Items from a data source:
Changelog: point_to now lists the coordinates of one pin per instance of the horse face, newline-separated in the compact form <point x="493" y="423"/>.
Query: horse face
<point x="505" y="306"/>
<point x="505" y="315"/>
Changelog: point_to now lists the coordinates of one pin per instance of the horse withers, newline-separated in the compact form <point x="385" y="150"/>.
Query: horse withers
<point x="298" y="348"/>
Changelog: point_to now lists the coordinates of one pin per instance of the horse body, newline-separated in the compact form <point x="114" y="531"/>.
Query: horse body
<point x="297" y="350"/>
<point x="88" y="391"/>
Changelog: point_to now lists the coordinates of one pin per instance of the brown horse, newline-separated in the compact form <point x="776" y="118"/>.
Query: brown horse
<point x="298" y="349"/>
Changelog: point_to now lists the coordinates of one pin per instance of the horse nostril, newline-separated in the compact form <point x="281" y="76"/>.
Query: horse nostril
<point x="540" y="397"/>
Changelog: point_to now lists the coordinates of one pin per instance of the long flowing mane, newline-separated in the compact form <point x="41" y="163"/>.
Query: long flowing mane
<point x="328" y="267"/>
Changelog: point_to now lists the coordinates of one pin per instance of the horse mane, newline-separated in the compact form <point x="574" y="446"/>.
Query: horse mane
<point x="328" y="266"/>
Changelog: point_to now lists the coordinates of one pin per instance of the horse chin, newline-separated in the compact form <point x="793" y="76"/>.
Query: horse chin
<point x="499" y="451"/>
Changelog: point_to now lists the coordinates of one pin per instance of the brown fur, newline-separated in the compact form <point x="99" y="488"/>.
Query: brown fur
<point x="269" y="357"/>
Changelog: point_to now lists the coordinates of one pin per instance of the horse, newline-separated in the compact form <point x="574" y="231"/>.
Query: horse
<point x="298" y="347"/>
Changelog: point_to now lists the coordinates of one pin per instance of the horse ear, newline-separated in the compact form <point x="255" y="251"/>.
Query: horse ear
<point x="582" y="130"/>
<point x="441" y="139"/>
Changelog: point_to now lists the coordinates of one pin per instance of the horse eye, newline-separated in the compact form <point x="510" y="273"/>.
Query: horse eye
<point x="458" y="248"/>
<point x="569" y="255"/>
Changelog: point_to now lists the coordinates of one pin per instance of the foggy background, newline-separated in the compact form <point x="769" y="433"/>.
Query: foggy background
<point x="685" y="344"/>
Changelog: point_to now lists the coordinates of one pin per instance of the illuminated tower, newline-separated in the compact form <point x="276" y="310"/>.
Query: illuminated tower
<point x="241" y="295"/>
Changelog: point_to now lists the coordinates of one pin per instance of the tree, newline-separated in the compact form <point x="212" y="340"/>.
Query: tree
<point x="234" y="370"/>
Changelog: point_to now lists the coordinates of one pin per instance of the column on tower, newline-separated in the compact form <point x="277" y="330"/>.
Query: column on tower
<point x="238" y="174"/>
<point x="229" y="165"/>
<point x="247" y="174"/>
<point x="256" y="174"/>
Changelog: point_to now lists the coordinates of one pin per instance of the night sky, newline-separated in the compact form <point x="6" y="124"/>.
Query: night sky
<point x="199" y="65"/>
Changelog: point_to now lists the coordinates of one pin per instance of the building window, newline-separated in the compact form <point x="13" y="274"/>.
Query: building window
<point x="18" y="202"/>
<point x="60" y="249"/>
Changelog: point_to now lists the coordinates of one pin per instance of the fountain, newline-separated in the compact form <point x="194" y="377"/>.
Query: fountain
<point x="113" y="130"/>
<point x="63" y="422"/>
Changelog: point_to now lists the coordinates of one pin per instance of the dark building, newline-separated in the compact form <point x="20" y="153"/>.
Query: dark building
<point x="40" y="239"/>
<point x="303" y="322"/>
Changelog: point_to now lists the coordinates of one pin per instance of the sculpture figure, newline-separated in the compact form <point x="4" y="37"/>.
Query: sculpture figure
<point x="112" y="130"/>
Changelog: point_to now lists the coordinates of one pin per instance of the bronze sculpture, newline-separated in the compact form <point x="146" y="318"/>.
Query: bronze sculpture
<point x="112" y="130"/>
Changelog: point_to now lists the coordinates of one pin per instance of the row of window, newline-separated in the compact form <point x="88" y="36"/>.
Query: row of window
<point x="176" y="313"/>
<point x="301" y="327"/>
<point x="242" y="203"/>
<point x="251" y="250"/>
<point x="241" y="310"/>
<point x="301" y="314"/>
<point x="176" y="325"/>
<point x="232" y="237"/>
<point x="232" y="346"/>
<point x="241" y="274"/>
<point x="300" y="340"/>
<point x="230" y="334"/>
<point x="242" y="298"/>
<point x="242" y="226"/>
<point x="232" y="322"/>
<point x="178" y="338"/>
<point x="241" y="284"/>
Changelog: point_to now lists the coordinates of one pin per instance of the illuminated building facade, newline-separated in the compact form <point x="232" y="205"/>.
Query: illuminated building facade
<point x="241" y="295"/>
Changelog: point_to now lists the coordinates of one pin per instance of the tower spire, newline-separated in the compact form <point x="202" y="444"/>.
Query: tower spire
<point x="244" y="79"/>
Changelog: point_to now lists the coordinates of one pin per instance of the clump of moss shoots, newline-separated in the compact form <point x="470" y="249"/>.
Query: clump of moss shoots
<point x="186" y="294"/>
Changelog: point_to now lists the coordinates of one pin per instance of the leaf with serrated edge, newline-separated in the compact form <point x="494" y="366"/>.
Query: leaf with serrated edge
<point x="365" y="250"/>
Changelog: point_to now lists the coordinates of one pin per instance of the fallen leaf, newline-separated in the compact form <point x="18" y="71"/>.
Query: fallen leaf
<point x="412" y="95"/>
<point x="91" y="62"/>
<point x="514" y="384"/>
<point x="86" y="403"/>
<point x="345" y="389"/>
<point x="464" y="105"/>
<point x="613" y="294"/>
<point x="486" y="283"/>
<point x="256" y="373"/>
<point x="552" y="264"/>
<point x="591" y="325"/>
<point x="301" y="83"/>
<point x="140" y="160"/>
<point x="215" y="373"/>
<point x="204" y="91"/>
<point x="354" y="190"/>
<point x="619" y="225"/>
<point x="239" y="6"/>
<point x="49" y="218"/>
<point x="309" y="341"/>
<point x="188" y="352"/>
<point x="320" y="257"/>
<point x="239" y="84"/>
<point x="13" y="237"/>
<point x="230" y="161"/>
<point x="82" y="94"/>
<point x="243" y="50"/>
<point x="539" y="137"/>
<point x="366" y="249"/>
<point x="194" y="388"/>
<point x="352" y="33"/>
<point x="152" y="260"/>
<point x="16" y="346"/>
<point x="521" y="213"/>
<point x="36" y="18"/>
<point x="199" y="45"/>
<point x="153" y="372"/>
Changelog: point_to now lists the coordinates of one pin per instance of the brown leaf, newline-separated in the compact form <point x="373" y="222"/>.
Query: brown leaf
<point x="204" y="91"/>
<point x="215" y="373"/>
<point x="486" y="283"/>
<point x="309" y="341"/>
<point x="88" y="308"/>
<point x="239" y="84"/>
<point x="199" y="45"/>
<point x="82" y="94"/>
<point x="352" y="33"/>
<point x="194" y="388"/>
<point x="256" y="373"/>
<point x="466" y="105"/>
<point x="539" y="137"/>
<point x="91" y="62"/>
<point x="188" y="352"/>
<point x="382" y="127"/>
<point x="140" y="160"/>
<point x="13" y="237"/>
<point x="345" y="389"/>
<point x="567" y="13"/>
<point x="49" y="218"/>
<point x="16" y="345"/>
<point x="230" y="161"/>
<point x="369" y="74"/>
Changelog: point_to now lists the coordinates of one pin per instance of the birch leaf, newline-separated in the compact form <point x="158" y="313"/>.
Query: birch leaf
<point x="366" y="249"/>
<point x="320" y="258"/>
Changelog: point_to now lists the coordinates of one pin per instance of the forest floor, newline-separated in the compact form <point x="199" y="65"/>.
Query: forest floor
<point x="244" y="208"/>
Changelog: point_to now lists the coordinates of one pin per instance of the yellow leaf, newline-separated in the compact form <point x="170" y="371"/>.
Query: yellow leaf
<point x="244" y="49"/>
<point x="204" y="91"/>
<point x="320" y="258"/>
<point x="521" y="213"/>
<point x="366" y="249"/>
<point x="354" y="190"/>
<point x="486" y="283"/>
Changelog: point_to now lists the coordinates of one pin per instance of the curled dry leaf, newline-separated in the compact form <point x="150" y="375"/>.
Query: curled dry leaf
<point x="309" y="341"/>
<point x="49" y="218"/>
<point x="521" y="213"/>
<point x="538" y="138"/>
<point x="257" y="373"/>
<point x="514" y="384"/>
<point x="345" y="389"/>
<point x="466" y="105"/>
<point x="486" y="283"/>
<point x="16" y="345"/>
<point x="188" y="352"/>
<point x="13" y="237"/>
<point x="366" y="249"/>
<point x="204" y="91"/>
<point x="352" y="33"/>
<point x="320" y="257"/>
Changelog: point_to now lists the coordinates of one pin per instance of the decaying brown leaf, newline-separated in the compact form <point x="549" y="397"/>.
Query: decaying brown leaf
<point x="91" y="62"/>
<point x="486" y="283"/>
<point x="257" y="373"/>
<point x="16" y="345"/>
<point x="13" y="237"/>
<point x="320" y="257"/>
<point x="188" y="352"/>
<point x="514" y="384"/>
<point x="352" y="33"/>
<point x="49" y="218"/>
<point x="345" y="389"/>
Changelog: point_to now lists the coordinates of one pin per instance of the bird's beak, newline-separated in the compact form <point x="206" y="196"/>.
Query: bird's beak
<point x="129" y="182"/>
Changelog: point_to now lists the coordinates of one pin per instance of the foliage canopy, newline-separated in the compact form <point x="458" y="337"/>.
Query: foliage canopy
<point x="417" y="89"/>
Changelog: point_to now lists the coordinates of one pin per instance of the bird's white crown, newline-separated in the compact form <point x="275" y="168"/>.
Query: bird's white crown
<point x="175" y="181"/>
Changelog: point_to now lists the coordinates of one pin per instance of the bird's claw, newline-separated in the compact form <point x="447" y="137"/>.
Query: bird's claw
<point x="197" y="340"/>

WHAT YOU NEED TO DO: Look above for the line containing "of the curled"; copy from it through the last line, exactly, and nothing more.

REPLY TO THE EXERCISE:
Changelog: point_to now lists the coordinates of one pin per instance of the curled dry leaf, newline-separated in the compact form <point x="150" y="375"/>.
Query: curled dry leaf
<point x="309" y="341"/>
<point x="49" y="218"/>
<point x="521" y="213"/>
<point x="538" y="138"/>
<point x="257" y="373"/>
<point x="514" y="384"/>
<point x="345" y="389"/>
<point x="466" y="105"/>
<point x="486" y="283"/>
<point x="16" y="345"/>
<point x="188" y="352"/>
<point x="13" y="237"/>
<point x="366" y="249"/>
<point x="204" y="91"/>
<point x="352" y="33"/>
<point x="320" y="257"/>
Changelog: point_to now lists the coordinates of one pin per instance of the decaying brown leaf, newline-separated in the compact form <point x="549" y="397"/>.
Query: decaying brown leaf
<point x="91" y="62"/>
<point x="486" y="283"/>
<point x="257" y="373"/>
<point x="16" y="345"/>
<point x="13" y="237"/>
<point x="320" y="257"/>
<point x="188" y="352"/>
<point x="514" y="384"/>
<point x="352" y="33"/>
<point x="49" y="218"/>
<point x="345" y="389"/>
Changelog: point_to now lists the coordinates of one pin per instance of the bird's beak, newline-separated in the compact form <point x="206" y="196"/>.
Query: bird's beak
<point x="129" y="182"/>
Changelog: point_to now lists the coordinates of one pin per instance of the foliage canopy, newline-separated in the compact form <point x="458" y="337"/>.
Query: foliage canopy
<point x="417" y="89"/>
Changelog: point_to now lists the coordinates of one pin per instance of the bird's white crown, newline-separated in the compact form <point x="275" y="168"/>.
Query: bird's white crown
<point x="175" y="181"/>
Changelog: point_to now lists the coordinates of one pin per instance of the bird's claw, newline-separated in the compact form <point x="447" y="137"/>.
Query: bird's claw
<point x="197" y="340"/>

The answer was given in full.